#### Your objective
Write out each record again exactly as it stands.

—————

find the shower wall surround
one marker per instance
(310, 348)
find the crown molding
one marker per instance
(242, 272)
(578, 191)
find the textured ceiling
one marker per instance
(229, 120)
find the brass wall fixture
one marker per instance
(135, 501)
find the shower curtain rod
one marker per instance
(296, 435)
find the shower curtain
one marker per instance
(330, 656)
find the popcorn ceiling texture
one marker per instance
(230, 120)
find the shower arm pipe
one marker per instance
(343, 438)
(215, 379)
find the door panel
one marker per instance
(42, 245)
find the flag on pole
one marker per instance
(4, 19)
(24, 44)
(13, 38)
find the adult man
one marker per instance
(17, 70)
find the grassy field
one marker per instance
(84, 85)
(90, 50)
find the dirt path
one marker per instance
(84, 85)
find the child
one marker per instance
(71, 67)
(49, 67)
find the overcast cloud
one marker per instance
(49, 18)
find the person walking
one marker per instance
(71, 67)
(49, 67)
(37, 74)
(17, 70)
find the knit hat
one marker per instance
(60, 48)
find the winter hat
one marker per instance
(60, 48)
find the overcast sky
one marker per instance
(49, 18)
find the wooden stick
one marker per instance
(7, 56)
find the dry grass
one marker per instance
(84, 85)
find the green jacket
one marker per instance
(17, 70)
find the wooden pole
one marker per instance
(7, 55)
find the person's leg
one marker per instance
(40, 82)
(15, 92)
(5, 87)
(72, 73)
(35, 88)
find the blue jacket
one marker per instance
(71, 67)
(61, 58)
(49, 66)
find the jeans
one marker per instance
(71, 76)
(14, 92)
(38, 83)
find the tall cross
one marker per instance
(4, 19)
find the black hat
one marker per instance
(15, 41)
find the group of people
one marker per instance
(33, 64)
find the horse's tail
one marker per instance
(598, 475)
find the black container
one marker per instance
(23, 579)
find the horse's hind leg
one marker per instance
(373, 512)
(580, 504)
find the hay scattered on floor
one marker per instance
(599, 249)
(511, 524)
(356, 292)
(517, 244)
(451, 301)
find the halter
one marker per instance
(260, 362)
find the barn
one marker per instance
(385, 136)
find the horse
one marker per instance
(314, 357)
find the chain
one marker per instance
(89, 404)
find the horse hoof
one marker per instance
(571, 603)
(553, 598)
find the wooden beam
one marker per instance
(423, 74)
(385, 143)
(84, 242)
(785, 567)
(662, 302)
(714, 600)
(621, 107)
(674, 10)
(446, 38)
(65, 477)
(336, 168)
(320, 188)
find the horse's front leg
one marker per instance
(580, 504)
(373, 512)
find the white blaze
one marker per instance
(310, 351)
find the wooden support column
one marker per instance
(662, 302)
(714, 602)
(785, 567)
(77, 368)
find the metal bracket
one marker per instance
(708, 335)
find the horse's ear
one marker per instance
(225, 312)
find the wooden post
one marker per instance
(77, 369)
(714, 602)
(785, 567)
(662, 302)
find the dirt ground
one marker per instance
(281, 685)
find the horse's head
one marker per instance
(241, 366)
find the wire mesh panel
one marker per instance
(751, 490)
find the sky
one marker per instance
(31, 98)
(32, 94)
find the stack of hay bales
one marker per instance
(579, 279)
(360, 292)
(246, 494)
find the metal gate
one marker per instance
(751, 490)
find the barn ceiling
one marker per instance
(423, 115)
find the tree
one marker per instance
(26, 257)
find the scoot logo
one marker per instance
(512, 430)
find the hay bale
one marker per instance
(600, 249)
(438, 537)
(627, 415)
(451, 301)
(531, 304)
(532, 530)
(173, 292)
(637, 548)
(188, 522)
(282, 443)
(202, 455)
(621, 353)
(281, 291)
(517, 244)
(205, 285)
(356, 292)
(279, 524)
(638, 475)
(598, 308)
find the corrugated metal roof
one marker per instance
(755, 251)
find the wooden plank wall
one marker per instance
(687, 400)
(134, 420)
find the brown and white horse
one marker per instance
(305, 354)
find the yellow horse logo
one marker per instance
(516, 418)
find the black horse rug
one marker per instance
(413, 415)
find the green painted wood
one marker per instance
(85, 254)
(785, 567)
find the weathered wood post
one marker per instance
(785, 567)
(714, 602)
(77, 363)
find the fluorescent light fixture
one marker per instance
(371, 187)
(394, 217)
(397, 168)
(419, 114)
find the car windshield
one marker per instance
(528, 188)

—————

#### Task answer
find the shower wall surround
one marker per instance
(310, 348)
find the crown molding
one marker per instance
(242, 272)
(578, 191)
find the textured ceiling
one marker per instance
(229, 120)
find the brass wall fixture
one marker per instance
(135, 501)
find the shower curtain rod
one marker per instance
(296, 435)
find the shower curtain
one marker per instance
(330, 656)
find the popcorn ceiling texture
one marker per instance
(230, 120)
find the shower arm pipe
one marker per instance
(343, 438)
(215, 379)
find the door panel
one marker per instance
(42, 245)
find the flag on pole
one marker per instance
(4, 19)
(24, 44)
(13, 38)
find the adult man
one marker per instance
(17, 70)
find the grassy field
one marker per instance
(84, 85)
(90, 50)
find the dirt path
one marker per instance
(84, 85)
find the child
one marker per instance
(71, 67)
(49, 67)
find the overcast cloud
one marker per instance
(49, 18)
find the person walking
one marker per instance
(71, 67)
(49, 67)
(37, 74)
(17, 70)
find the knit hat
one marker per instance
(60, 48)
find the winter hat
one marker per instance
(60, 48)
find the overcast sky
one marker per instance
(49, 18)
find the wooden stick
one marker per instance
(7, 56)
find the dry grass
one marker per instance
(84, 85)
find the green jacket
one marker per instance
(17, 70)
find the wooden pole
one marker per instance
(7, 55)
find the person's leg
one marker per instance
(40, 82)
(15, 92)
(5, 87)
(72, 73)
(35, 88)
find the blue jacket
one marker per instance
(71, 67)
(61, 58)
(49, 66)
find the jeans
one marker per instance
(71, 76)
(14, 92)
(38, 83)
find the tall cross
one marker per instance
(4, 19)
find the black hat
one marker per instance
(15, 41)
find the group of people
one marker per instance
(33, 64)
find the horse's tail
one marker per instance
(598, 475)
find the black container
one marker per instance
(23, 579)
find the horse's hind leg
one marker per instance
(373, 512)
(580, 504)
find the hay scattered on floor
one marker per instance
(599, 249)
(511, 524)
(356, 292)
(517, 244)
(451, 301)
find the halter
one marker per instance
(260, 362)
find the barn
one marker per instance
(385, 136)
find the horse
one marker per instance
(314, 357)
find the chain
one marker per instance
(89, 404)
find the horse hoof
one marker per instance
(571, 603)
(553, 598)
find the wooden beam
one marker per instance
(423, 74)
(385, 143)
(84, 242)
(785, 567)
(662, 302)
(714, 600)
(621, 107)
(674, 10)
(446, 38)
(65, 477)
(336, 168)
(320, 188)
find the horse's front leg
one marker per instance
(580, 504)
(373, 512)
find the white blaze
one marker per instance
(310, 351)
find the wooden support column
one marker per instance
(662, 302)
(714, 602)
(785, 567)
(77, 368)
find the metal bracket
one marker per instance
(708, 335)
find the horse's ear
one marker per instance
(225, 312)
find the wooden post
one marker per instance
(77, 369)
(714, 602)
(785, 567)
(662, 302)
find the dirt ground
one marker per instance
(281, 685)
find the horse's head
one marker per instance
(241, 366)
find the wire mesh panel
one marker per instance
(751, 490)
find the sky
one marker per instance
(31, 98)
(32, 94)
find the stack of hay bales
one marker per instance
(579, 279)
(360, 292)
(246, 494)
find the metal gate
one marker per instance
(751, 490)
find the barn ceiling
one marker per instance
(423, 115)
find the tree
one marker per instance
(26, 257)
find the scoot logo
one marker per instance
(512, 430)
find the hay bale
one marker per instance
(600, 249)
(438, 537)
(627, 415)
(451, 301)
(531, 304)
(532, 530)
(173, 292)
(637, 548)
(188, 522)
(282, 443)
(202, 455)
(621, 353)
(281, 291)
(517, 244)
(205, 285)
(356, 292)
(279, 524)
(638, 475)
(598, 308)
find the corrugated metal roof
one marker per instance
(755, 251)
find the wooden plank wall
one marker per instance
(687, 400)
(134, 420)
find the brown and white horse
one marker per instance
(305, 354)
find the yellow horse logo
one marker per instance
(516, 418)
find the black horse rug
one marker per instance
(413, 415)
find the green painted wood
one marker per instance
(85, 254)
(785, 567)
find the weathered wood post
one marker per instance
(785, 567)
(714, 602)
(77, 363)
find the fluorescent light fixture
one marker per instance
(371, 187)
(394, 217)
(397, 168)
(419, 114)
find the car windshield
one marker per instance
(528, 188)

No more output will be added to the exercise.